→ TEXTE DE RÉFÉRENCE
-------------------------
Les quatre rendez-vous des pélerins sont Damas, le Caire, Babylone & Zébir. Ils se préparent à ce pénible voyage par un jeune qui suit celui du ramazan ; & s’assemblent par troupes dans des lieux convenus. Les sujets du grand-seigneur qui sont en Europe, se rendent ordinairement à Alexandrie sur des bâtimens de Provence, dont les patrons s’obligent à voiturer les pélerins. Aux approches du moindre vaisseau, ces bons musulmans, qui n’apprehendent rien tant que de tomber entre les mains des armateurs de Malte, baisent la banniere de France, s’enveloppent dedans, & la regardent comme leur asyle.

D’Alexandrie ils passent au Caire, pour joindre la caravane des Africains. Les Turcs d’Asie s’assemblent ordinairement à Damas ; les Persans & les Indiens à Babylone ; les Arabes & ceux des îles des environs, à Zébir. Les pachas qui s’acquittent de ce devoir, s’embarquent à Suez, port de la mer Rouge, à trois lieues & demi du Caire. Toutes ces caravanes prennent si bien leurs mesures, qu’elles arrivent la veille du petit bairam sur la colline d’Arafagd, à une journée de la Meque. C’est sur cette fameuse colline qu’ils croient que l’ange apparut à Mahomet pour la premiere fois ; & c’est-là un de leurs principaux sanctuaires. Après y avoir égorgé des moutons pour donner aux pauvres, ils vont faire leurs prieres à la Meque, & de la à Médine, où est le tombeau du prophete, sur lequel on étend tous les ans un poële magnifique que le grand-seigneur y envoie par dévotion : l’ancien poële est mis par morceaux ; car les pélerins tâchent d’en attraper quelque piece, pour petite qu’elle soit, & la conservent comme une relique très-précieuse.
-------------------------
→ DONNÉES FOURNIES
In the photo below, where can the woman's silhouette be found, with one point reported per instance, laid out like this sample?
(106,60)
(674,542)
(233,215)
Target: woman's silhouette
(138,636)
-------------------------
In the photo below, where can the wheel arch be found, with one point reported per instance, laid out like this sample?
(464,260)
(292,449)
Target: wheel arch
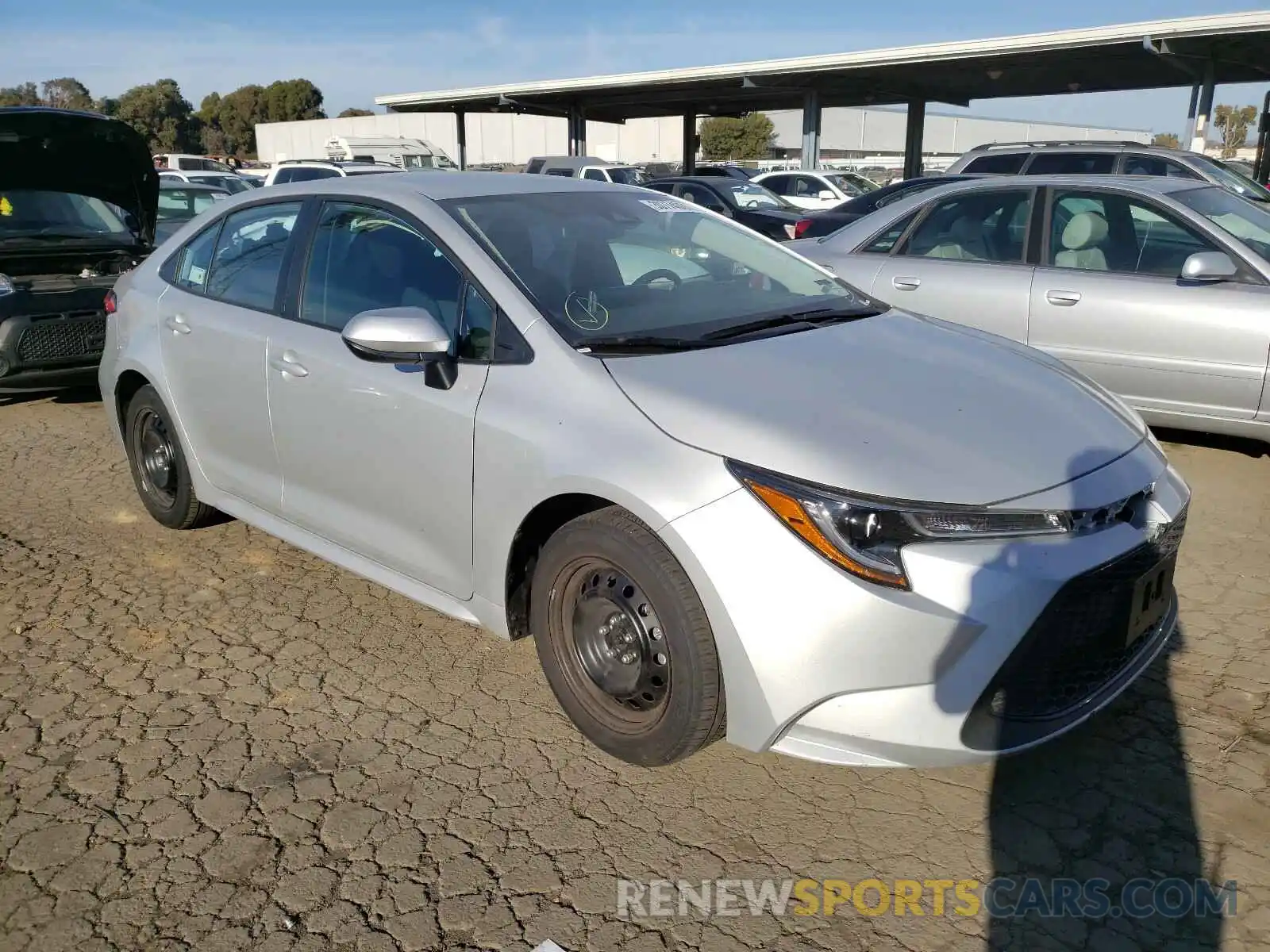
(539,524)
-------------------------
→ TÂCHES À RÉALISER
1/ D'après le texte sur le pèlerinage, dans quel port s'embarquent les pachas qui accomplissent ce devoir ?
2/ Recopiez le passage du texte sur le pèlerinage qui commence par « Les quatre rendez-vous » et se poursuit jusqu'à « comme leur asyle. ».
3/ Reprenez le texte sur le pèlerinage après sa dernière phrase et poursuivez-le.

→ RÉPONSES DES EXERCICES
1/ Ils s'embarquent à Suez, port de la mer Rouge, à trois lieues et demie du Caire.

2/
Les quatre rendez-vous des pélerins sont Damas, le Caire, Babylone & Zébir. Ils se préparent à ce pénible voyage par un jeune qui suit celui du ramazan ; & s’assemblent par troupes dans des lieux convenus. Les sujets du grand-seigneur qui sont en Europe, se rendent ordinairement à Alexandrie sur des bâtimens de Provence, dont les patrons s’obligent à voiturer les pélerins. Aux approches du moindre vaisseau, ces bons musulmans, qui n’apprehendent rien tant que de tomber entre les mains des armateurs de Malte, baisent la banniere de France, s’enveloppent dedans, & la regardent comme leur asyle.

3/
Le grand-seigneur envoie aussi par l’intendant des caravanes, cinq cent sequins, un alcoran couvert d’or, plusieurs riches tapis, & beaucoup de pieces de drap noir, pour les tentures des mosquées de la Meque.

On choisit le chameau le mieux fait du pays, pour être porteur de l’alcoran : à son retour ce chameau, tout chargé de guirlandes de fleurs & comblé de bénédictions, est nourri grassement, & dispensé de travailler le reste de ses jours. On le tue avec solemnité quand il est bien vieux, & l’on mange sa chair comme une chair sainte ; car s’il mouroit de vieillesse ou de maladie, cette chair seroit perdue & sujette à pourriture.

Les pélerins qui ont fait le voyage de la Meque, sont en grande vénération le reste de leur vie ; absous de plusieurs sortes de crimes ; ils peuvent en commettre de nouveaux impunément, parce qu’on ne sauroit les faire mourir selon la loi ; ils sont réputés incorruptibles, irréprochables & sanctifiés dès ce monde. On assure qu’il y a des Indiens assez sots pour se crever les yeux, après avoir vu ce qu’ils appellent les saints lieux de Méque ; prétendant que les yeux ne doivent point après cela, être prophanés par la vûe des choses mondaines.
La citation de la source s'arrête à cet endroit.